Gezeigter Textauszug >>

● ● ● ● ● ● ●

Kapitalanlagegeschäft: Haftung des als Mittelverwendungskontrolleur eingesetzten Wirtschaftsprüfers wegen unterlassener Prüfung der Voraussetzungen einer ordnungsgemäßen Verwendungskontrolle


Tenor

Auf die Revision des [X.] wird das Urteil des 18. Zivilsenats des [X.] vom 16. Dezember 2008 aufgehoben.

Die Sache wird zur neuen Verhandlung und Entscheidung, auch über die Kosten des [X.], an das Berufungsgericht zurückverwiesen.

Von Rechts wegen

Tatbestand

1

Der minderjährige Kläger macht gegen den beklagten Wirtschaftsprüfer Ansprüche im Zusammenhang mit einer Beteiligung an der [X.] geltend, die er, vertreten durch seine Eltern, am 18. September 2003 zeichnete.

● ● ● ● ● ● ●

Ihre Aufgabe >>
Kopieren Sie aus dem Urteilsauszug zur Haftung des Wirtschaftsprüfers den Abschnitt von "Der minderjährige Kläger" bis "September 2003 zeichnete." wortgetreu.

Aufgeführte Einträge >>
● ● ● ● ● ● ●

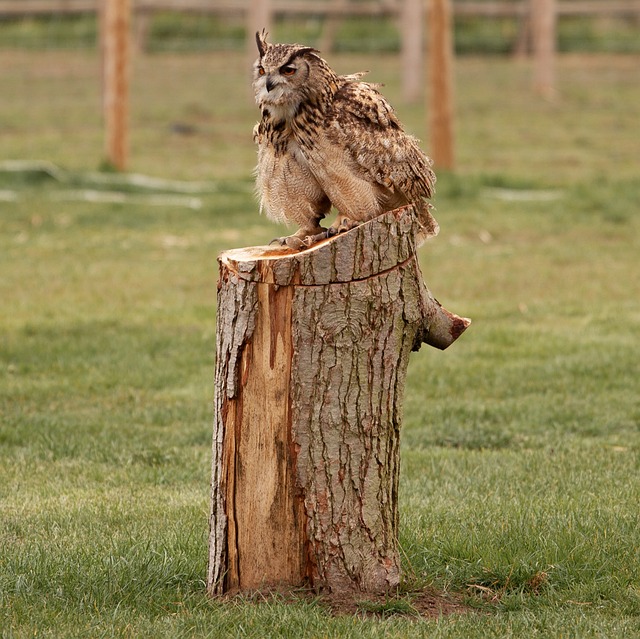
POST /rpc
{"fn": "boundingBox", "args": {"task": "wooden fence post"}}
[400,0,424,102]
[427,0,455,170]
[531,0,556,98]
[101,0,131,171]
[207,207,469,595]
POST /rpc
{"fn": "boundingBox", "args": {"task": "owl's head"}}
[253,31,333,120]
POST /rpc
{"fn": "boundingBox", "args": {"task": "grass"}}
[0,47,640,639]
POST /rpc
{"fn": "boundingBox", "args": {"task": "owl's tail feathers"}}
[415,202,440,246]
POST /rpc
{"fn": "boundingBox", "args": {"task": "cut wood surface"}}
[208,207,469,594]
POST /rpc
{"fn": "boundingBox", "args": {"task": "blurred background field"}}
[0,5,640,638]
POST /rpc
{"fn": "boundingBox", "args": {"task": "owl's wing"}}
[328,81,435,203]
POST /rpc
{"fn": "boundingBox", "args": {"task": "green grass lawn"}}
[0,47,640,639]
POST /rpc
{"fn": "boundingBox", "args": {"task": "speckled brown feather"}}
[253,34,438,245]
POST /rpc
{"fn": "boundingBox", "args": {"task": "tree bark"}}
[207,207,469,594]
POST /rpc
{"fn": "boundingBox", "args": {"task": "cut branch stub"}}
[208,207,469,594]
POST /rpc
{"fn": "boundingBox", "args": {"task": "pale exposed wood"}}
[101,0,131,171]
[400,0,424,102]
[427,0,455,170]
[531,0,556,98]
[207,207,469,594]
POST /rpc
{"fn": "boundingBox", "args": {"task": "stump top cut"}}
[218,206,419,286]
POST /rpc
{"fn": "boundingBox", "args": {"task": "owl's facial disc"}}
[254,58,308,118]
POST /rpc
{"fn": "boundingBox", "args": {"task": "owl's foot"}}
[304,217,360,248]
[269,235,309,251]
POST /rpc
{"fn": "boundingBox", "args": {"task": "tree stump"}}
[207,207,469,595]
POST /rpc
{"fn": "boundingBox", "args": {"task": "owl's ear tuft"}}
[256,29,269,58]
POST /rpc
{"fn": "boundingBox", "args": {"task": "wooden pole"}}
[101,0,131,171]
[245,0,273,64]
[531,0,556,98]
[400,0,424,103]
[427,0,455,170]
[207,207,469,595]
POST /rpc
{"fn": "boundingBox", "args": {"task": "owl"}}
[253,31,438,249]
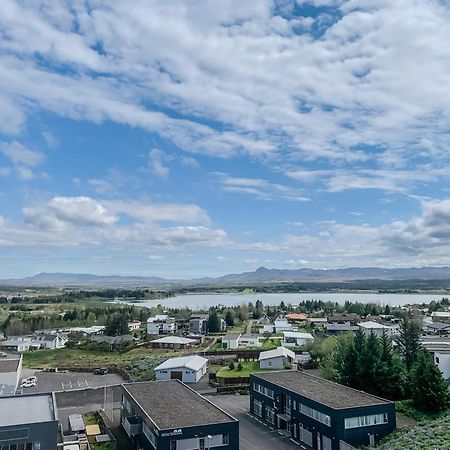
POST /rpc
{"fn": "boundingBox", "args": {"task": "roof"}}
[286,313,307,320]
[358,320,390,330]
[0,394,57,427]
[0,357,20,373]
[122,380,236,430]
[283,331,314,339]
[155,355,208,370]
[222,333,241,341]
[252,370,392,409]
[150,336,197,344]
[258,347,295,361]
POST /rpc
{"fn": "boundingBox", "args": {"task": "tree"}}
[410,349,449,411]
[398,320,420,371]
[225,309,234,327]
[208,311,222,333]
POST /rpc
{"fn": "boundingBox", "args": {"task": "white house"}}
[281,331,314,347]
[258,347,295,369]
[274,314,293,333]
[0,355,22,397]
[222,333,241,349]
[33,333,68,350]
[155,355,208,383]
[358,321,398,336]
[238,334,262,347]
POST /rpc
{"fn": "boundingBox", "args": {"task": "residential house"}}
[258,347,295,369]
[0,394,58,450]
[155,355,208,383]
[150,336,197,350]
[281,331,314,347]
[0,355,22,397]
[250,370,396,450]
[121,380,239,450]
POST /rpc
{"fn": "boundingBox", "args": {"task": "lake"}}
[118,292,446,311]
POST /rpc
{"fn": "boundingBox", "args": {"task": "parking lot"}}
[207,395,307,450]
[19,372,123,393]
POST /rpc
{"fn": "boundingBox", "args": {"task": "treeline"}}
[322,320,449,411]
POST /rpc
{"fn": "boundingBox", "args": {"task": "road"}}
[207,395,306,450]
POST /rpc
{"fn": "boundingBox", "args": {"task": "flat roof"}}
[0,394,57,426]
[122,380,236,430]
[252,370,392,409]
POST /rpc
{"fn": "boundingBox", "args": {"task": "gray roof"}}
[0,394,57,426]
[253,370,392,409]
[155,355,208,370]
[0,358,20,373]
[122,380,236,430]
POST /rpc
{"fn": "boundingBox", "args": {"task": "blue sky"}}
[0,0,450,278]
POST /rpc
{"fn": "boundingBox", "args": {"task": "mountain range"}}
[0,267,450,288]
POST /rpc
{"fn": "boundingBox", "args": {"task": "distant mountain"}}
[0,267,450,288]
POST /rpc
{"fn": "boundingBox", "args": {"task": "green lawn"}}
[217,361,264,378]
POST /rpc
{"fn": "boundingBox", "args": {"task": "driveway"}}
[207,395,306,450]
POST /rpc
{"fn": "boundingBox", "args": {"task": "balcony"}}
[122,416,141,437]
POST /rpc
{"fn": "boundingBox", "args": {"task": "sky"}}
[0,0,450,278]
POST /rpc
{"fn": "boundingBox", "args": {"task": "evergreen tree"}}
[410,349,449,411]
[208,311,221,333]
[398,320,420,371]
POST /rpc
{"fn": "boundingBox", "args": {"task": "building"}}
[121,380,239,450]
[155,355,208,383]
[0,355,22,397]
[250,370,396,450]
[33,333,68,350]
[358,320,395,336]
[274,314,293,333]
[258,347,295,369]
[0,394,58,450]
[150,336,197,350]
[222,333,241,349]
[281,331,314,347]
[128,320,141,331]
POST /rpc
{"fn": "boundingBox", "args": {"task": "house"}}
[155,355,208,383]
[325,323,359,336]
[150,336,197,350]
[358,321,398,336]
[189,315,208,334]
[238,334,262,347]
[128,320,142,331]
[32,333,69,350]
[258,347,295,369]
[147,314,177,335]
[0,394,58,450]
[286,313,308,324]
[281,331,314,347]
[274,314,293,333]
[222,333,241,349]
[0,355,22,397]
[119,380,239,450]
[250,370,396,450]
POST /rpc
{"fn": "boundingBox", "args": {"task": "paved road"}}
[208,395,306,450]
[18,372,123,393]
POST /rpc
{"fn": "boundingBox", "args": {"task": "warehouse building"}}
[250,370,396,450]
[0,355,22,396]
[121,380,239,450]
[155,355,208,383]
[0,394,58,450]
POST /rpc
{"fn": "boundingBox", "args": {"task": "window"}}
[266,406,275,425]
[298,403,331,426]
[344,413,388,429]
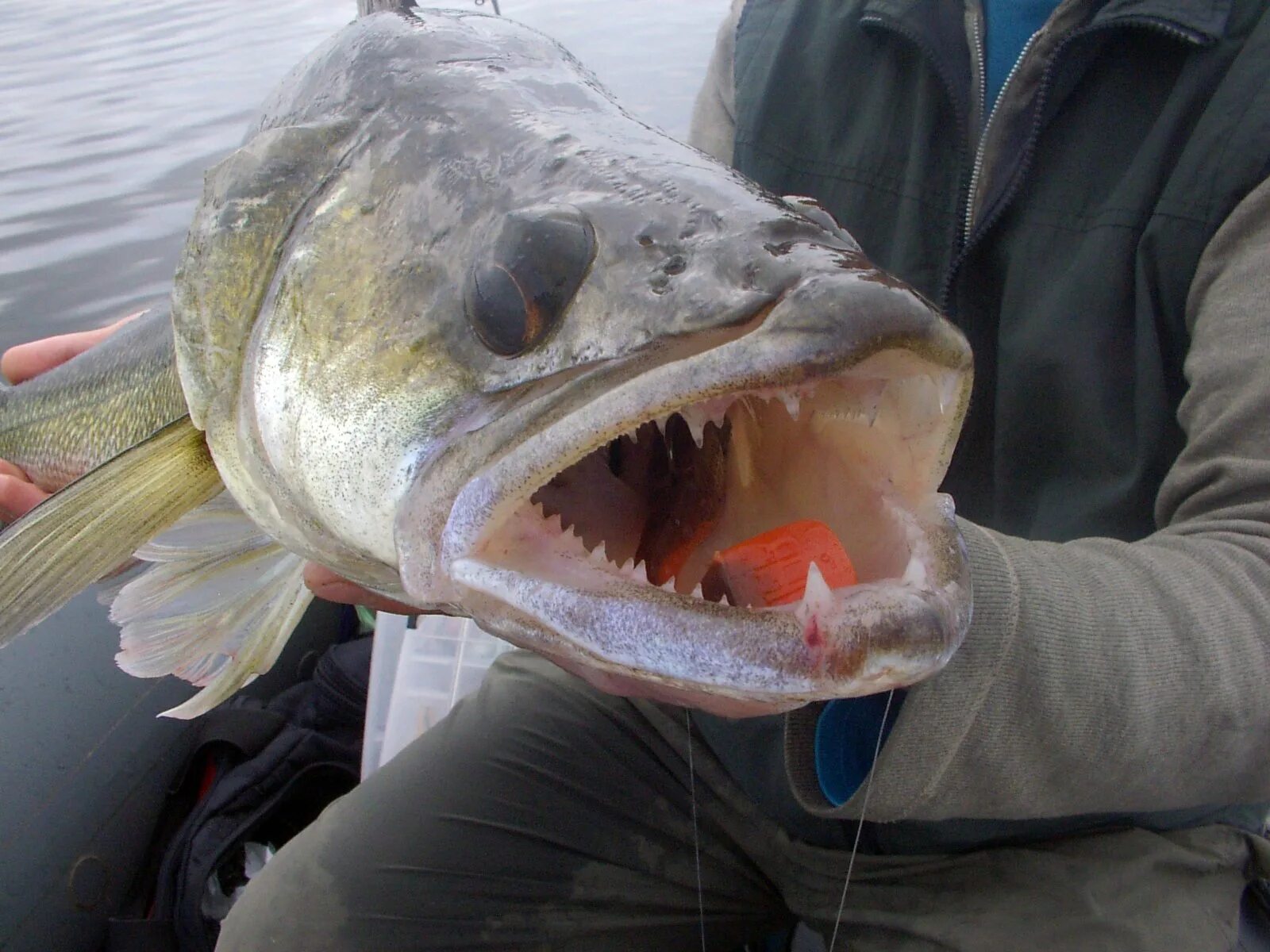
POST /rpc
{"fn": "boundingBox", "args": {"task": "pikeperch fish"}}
[0,10,970,716]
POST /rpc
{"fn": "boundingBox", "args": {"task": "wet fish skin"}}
[0,11,970,703]
[0,305,188,493]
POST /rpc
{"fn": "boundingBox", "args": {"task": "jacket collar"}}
[861,0,1233,49]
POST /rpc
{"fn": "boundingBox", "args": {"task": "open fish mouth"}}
[439,347,969,700]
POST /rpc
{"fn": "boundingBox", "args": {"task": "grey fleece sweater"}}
[690,0,1270,821]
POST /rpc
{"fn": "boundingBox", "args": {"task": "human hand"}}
[305,562,802,717]
[0,311,144,523]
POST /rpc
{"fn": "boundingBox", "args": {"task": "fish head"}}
[174,11,970,703]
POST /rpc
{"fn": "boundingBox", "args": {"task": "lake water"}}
[0,0,728,349]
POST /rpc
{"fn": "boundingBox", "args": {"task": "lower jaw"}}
[449,495,964,702]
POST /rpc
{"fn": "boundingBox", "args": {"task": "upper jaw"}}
[426,321,969,701]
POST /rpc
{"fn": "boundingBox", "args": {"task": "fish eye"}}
[466,205,595,357]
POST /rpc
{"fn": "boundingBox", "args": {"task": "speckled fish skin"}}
[0,10,970,702]
[0,307,187,493]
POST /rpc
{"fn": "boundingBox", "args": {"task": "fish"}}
[0,4,973,717]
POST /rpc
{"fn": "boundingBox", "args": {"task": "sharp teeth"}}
[777,390,799,420]
[860,381,887,427]
[802,562,833,612]
[728,404,754,489]
[684,414,706,449]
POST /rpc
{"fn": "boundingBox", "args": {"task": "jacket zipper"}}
[938,17,1206,313]
[961,32,1039,248]
[860,13,983,311]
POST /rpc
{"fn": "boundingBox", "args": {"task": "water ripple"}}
[0,0,728,349]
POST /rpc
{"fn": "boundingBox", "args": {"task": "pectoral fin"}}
[110,493,313,717]
[0,416,221,646]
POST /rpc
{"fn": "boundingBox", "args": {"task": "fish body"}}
[0,11,970,713]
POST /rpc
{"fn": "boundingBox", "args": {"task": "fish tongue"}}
[701,519,856,607]
[637,415,726,585]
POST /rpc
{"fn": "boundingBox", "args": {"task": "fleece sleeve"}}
[786,175,1270,821]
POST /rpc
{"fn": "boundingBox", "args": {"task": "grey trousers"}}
[217,652,1262,952]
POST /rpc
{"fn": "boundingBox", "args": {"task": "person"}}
[7,0,1270,950]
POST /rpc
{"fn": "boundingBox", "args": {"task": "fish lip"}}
[451,495,972,703]
[424,274,970,701]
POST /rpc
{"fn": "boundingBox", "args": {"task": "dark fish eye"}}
[466,207,595,357]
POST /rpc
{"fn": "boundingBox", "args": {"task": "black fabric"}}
[734,0,1270,541]
[106,637,371,952]
[217,652,792,952]
[217,651,1264,952]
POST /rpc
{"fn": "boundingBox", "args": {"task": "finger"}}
[0,311,144,383]
[0,472,48,523]
[305,562,430,614]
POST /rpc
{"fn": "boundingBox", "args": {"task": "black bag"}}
[106,637,372,952]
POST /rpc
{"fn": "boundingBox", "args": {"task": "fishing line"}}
[683,707,706,952]
[828,688,895,952]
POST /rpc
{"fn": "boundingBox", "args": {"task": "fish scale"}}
[0,2,972,716]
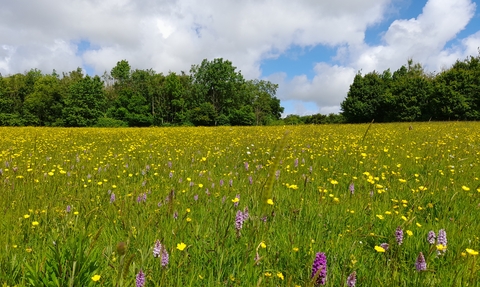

● ● ● ● ● ● ●

Lösung der Aufgabe >>
Der minderjährige Kläger macht gegen den beklagten Wirtschaftsprüfer Ansprüche im Zusammenhang mit einer Beteiligung an der [X.] geltend, die er, vertreten durch seine Eltern, am 18. September 2003 zeichnete.